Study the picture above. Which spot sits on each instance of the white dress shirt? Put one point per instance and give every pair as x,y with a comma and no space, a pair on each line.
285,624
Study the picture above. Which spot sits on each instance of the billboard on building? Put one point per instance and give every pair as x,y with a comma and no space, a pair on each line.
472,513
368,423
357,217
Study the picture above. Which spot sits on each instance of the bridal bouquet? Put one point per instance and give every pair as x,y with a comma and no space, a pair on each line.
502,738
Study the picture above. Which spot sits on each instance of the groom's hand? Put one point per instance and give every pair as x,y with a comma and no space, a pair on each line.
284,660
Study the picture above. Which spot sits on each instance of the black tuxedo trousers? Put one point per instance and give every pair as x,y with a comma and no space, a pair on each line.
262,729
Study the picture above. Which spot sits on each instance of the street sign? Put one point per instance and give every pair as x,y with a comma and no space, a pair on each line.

——————

Assigned task: Your task is to copy exactly, and only, the lines from the line with "of the billboard" through the last line of the entries, both included.

Exercise response:
Study the picture above. Which spot sits on each instance of the billboard on building? Put one point per instance and give every pair as x,y with a comma and no space, a pair on each line.
472,513
368,423
357,217
Study the picture above. Which spot sits on each instance of the bridal bouquet? Put one point per instance and give every pair as x,y with a comma and no space, a pair on each line.
502,738
Study the picture above. Which spot sits on each instance of the groom's hand? Put one point per instance and give every pair as x,y with a comma and no space, a pair on each line.
284,660
Study the picture above. Which spot sits on each instance of the black tuxedo trousers? Put one point per instance and give every pair as x,y with a comma and no space, a pair on each line.
262,729
Study the picture above. Which spot sits on each instance of the street sign? Put one point per instance and give every pair as x,y with a comma and no space, a pair on each line.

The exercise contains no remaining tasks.